Stored data

▬▬▬▬▬▬▬▬▬▬

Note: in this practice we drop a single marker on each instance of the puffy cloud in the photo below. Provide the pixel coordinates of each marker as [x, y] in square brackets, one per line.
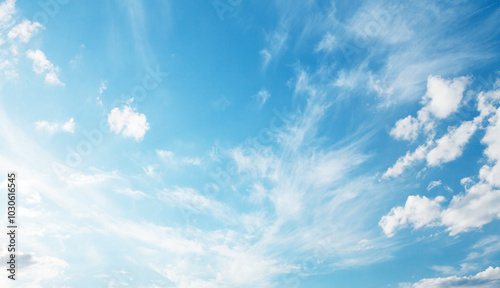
[173, 161]
[477, 207]
[443, 96]
[262, 97]
[276, 42]
[418, 211]
[327, 43]
[433, 184]
[492, 137]
[406, 161]
[7, 9]
[451, 145]
[128, 122]
[41, 64]
[489, 278]
[24, 30]
[68, 127]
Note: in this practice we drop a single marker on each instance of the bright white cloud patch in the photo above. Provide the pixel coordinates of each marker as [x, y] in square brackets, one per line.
[68, 127]
[327, 44]
[24, 31]
[128, 122]
[489, 278]
[7, 9]
[434, 184]
[406, 161]
[443, 96]
[42, 65]
[418, 211]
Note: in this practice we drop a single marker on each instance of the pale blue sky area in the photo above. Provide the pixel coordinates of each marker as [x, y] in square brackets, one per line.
[235, 143]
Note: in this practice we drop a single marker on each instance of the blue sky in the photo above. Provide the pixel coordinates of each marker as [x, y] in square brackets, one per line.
[232, 143]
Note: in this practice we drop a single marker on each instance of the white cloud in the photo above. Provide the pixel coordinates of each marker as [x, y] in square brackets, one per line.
[172, 161]
[418, 211]
[128, 122]
[190, 199]
[489, 278]
[24, 31]
[7, 9]
[434, 184]
[406, 129]
[443, 96]
[492, 137]
[275, 41]
[136, 194]
[477, 207]
[262, 97]
[451, 145]
[52, 128]
[327, 44]
[406, 161]
[41, 65]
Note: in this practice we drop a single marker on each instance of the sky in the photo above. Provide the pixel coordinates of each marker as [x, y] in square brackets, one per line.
[235, 143]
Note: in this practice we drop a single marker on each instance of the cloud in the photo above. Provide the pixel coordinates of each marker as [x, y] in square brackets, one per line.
[406, 161]
[418, 211]
[434, 184]
[443, 96]
[128, 122]
[489, 278]
[450, 146]
[24, 31]
[188, 198]
[7, 9]
[479, 204]
[477, 207]
[275, 45]
[327, 44]
[172, 161]
[41, 65]
[262, 97]
[52, 128]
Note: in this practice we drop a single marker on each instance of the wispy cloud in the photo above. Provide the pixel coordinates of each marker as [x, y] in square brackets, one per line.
[42, 65]
[52, 128]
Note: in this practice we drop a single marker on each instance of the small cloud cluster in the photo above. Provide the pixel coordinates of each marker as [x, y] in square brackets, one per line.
[488, 278]
[480, 204]
[128, 122]
[42, 65]
[442, 99]
[52, 128]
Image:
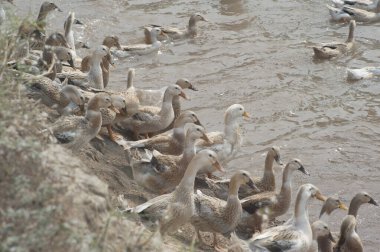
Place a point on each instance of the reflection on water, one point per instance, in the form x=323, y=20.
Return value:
x=258, y=53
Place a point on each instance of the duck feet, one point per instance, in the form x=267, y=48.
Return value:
x=111, y=134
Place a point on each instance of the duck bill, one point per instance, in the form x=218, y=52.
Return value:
x=58, y=9
x=303, y=170
x=278, y=160
x=218, y=167
x=342, y=206
x=253, y=186
x=331, y=238
x=76, y=21
x=205, y=137
x=197, y=122
x=320, y=197
x=373, y=202
x=183, y=95
x=246, y=115
x=113, y=108
x=193, y=88
x=71, y=62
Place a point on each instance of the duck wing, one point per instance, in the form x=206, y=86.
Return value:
x=278, y=239
x=255, y=202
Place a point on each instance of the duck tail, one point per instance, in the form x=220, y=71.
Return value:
x=131, y=76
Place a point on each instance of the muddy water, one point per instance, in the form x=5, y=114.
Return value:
x=257, y=53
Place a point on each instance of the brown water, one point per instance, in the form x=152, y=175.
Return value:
x=257, y=53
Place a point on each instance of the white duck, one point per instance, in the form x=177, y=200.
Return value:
x=174, y=32
x=349, y=240
x=143, y=49
x=226, y=144
x=176, y=208
x=360, y=4
x=295, y=237
x=322, y=237
x=69, y=34
x=2, y=11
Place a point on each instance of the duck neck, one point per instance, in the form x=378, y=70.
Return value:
x=231, y=132
x=69, y=34
x=95, y=73
x=189, y=151
x=187, y=181
x=94, y=117
x=167, y=105
x=286, y=188
x=354, y=206
x=233, y=188
x=269, y=178
x=301, y=215
x=351, y=33
x=324, y=243
x=153, y=38
x=192, y=28
x=176, y=106
x=233, y=209
x=41, y=19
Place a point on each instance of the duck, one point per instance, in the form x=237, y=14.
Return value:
x=322, y=237
x=2, y=11
x=219, y=216
x=350, y=13
x=109, y=114
x=45, y=9
x=329, y=206
x=173, y=142
x=145, y=123
x=153, y=97
x=63, y=99
x=275, y=203
x=94, y=77
x=162, y=173
x=57, y=39
x=176, y=208
x=349, y=240
x=176, y=33
x=105, y=64
x=329, y=50
x=358, y=200
x=112, y=41
x=266, y=183
x=363, y=73
x=69, y=34
x=294, y=237
x=226, y=144
x=76, y=131
x=144, y=49
x=109, y=42
x=373, y=6
x=60, y=54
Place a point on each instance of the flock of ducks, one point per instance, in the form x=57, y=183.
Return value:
x=170, y=149
x=364, y=11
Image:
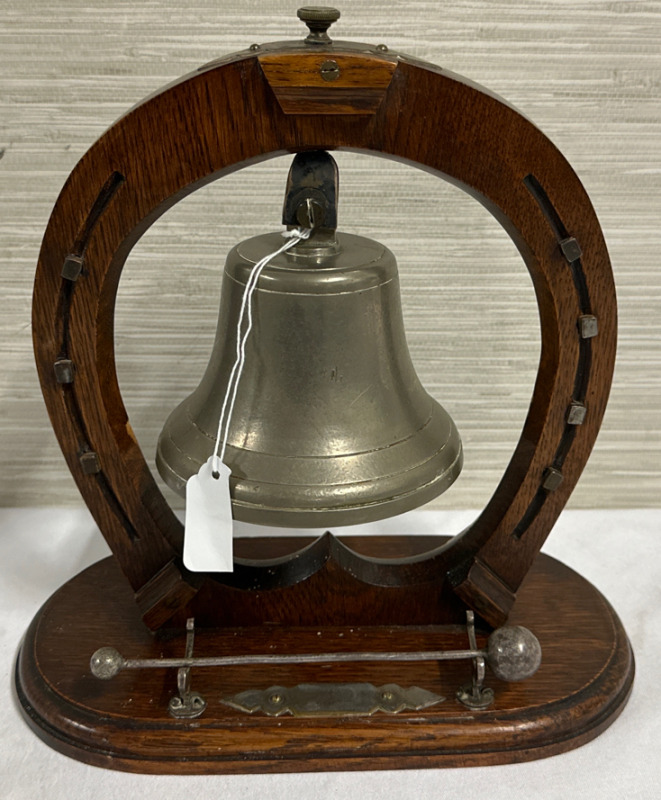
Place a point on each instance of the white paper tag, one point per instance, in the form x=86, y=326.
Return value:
x=208, y=527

▬▬▬▬▬▬▬▬▬▬

• _TASK BRIEF_: Rewrite the lines starting at the one containing "Place a point on each instance of the duck wing, one" and ending at the one containing "x=255, y=202", replacing "duck wing" with "goose wing" and leaving everything else unchanged.

• _ANSWER TO THIS PROBLEM_:
Place a point on each instance of the goose wing, one point per instance, in the form x=206, y=86.
Return value:
x=278, y=239
x=255, y=202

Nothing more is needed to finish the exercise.